» What you need to do
Set down exactly the lines from the one containing "Guideline: for every instance of the wooden hull, the" through the end of the records below, both included, and nothing else.

» Input records
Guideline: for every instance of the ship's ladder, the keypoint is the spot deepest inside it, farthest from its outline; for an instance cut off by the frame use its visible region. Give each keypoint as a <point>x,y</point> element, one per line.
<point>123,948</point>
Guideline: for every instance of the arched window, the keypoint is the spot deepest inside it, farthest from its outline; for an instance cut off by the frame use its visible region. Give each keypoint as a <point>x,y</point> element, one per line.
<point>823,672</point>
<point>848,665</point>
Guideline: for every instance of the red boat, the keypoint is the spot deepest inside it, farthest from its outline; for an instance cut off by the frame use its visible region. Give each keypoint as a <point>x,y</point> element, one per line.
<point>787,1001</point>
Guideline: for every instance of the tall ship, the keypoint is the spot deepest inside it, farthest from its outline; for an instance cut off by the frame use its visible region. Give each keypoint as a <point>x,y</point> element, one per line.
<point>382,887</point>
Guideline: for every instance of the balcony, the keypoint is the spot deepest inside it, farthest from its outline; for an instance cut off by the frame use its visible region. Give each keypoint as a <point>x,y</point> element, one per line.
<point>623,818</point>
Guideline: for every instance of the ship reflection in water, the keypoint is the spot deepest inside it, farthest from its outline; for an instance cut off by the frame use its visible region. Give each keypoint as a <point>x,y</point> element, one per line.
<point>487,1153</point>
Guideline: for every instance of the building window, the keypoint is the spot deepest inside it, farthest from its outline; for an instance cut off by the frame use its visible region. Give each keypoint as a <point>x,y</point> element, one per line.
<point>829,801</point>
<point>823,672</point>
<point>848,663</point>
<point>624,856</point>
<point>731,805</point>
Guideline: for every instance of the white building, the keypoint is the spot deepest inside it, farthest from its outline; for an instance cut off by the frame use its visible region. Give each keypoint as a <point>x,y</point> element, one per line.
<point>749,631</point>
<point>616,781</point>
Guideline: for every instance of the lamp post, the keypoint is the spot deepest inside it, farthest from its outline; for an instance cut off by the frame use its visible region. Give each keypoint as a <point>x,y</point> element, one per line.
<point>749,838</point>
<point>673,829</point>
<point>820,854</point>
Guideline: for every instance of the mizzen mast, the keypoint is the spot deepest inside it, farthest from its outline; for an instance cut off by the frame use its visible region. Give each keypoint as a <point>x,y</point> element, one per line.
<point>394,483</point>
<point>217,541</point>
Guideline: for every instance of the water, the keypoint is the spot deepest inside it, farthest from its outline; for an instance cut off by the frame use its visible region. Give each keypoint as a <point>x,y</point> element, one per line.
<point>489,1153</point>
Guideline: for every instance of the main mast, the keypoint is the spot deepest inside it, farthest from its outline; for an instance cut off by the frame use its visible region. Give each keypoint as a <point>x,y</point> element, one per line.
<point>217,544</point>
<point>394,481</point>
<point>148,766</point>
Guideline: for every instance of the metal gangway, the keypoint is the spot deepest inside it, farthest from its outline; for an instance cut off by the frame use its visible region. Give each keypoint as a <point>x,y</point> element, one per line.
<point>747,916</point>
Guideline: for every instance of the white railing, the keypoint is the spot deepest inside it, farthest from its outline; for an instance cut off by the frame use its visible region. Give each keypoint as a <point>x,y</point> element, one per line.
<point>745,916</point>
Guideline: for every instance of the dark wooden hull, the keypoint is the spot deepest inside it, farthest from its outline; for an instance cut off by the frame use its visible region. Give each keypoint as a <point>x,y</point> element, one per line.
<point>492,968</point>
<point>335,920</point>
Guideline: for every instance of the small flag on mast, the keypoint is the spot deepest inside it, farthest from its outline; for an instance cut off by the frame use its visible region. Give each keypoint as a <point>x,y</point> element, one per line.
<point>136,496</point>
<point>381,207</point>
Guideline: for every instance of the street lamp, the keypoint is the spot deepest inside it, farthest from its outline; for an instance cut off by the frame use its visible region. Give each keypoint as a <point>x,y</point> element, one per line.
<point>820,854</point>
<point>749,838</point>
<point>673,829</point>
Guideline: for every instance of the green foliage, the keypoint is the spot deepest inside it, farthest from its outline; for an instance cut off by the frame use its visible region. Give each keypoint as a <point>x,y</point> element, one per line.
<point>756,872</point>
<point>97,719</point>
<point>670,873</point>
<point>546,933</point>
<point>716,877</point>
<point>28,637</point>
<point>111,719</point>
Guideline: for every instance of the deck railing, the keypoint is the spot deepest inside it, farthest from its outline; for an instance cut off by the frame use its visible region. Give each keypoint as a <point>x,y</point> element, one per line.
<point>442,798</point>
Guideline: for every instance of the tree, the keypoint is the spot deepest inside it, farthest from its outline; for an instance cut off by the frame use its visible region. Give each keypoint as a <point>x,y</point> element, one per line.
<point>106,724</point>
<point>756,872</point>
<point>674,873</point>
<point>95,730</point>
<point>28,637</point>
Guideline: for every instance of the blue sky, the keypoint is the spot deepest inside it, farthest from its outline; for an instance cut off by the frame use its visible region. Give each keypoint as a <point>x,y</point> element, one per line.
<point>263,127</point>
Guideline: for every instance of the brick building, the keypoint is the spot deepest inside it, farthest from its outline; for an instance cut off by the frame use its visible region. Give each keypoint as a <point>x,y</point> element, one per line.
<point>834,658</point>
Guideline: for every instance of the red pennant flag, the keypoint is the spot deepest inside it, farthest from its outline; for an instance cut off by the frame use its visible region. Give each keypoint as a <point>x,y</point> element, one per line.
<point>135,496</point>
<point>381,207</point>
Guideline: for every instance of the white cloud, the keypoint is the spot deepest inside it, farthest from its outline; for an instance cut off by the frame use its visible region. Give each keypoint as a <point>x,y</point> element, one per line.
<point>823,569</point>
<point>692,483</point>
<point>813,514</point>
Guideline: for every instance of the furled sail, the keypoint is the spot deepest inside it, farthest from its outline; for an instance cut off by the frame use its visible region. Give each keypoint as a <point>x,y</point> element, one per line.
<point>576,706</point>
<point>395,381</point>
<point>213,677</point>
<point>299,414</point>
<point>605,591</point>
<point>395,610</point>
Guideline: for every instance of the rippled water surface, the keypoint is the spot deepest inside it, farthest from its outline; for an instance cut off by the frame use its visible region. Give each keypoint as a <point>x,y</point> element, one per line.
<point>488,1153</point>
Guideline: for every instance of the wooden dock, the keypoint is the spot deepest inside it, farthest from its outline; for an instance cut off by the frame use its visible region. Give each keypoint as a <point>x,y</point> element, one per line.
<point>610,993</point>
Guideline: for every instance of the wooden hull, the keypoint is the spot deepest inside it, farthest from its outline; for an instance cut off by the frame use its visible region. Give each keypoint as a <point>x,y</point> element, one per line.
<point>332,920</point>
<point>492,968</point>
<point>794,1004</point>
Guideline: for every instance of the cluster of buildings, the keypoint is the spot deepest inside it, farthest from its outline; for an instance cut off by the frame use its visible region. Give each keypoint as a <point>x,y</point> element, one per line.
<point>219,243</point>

» Solution for this problem
Guideline: for every instance of the wooden hull, the keypoint is the spot deepest inside it, farthest from its outline; for an instance cut off by the frame use its visible region. Give each keypoint as a <point>x,y</point> element, one per line.
<point>332,920</point>
<point>492,968</point>
<point>794,1004</point>
Guideline: for every instance of the cluster of buildings, the keypoint is the spot deepest inside it, farthest from its outline; for an instance cut off by the frame use its visible region. Give each keypoint as a <point>x,y</point> element, one per line.
<point>219,243</point>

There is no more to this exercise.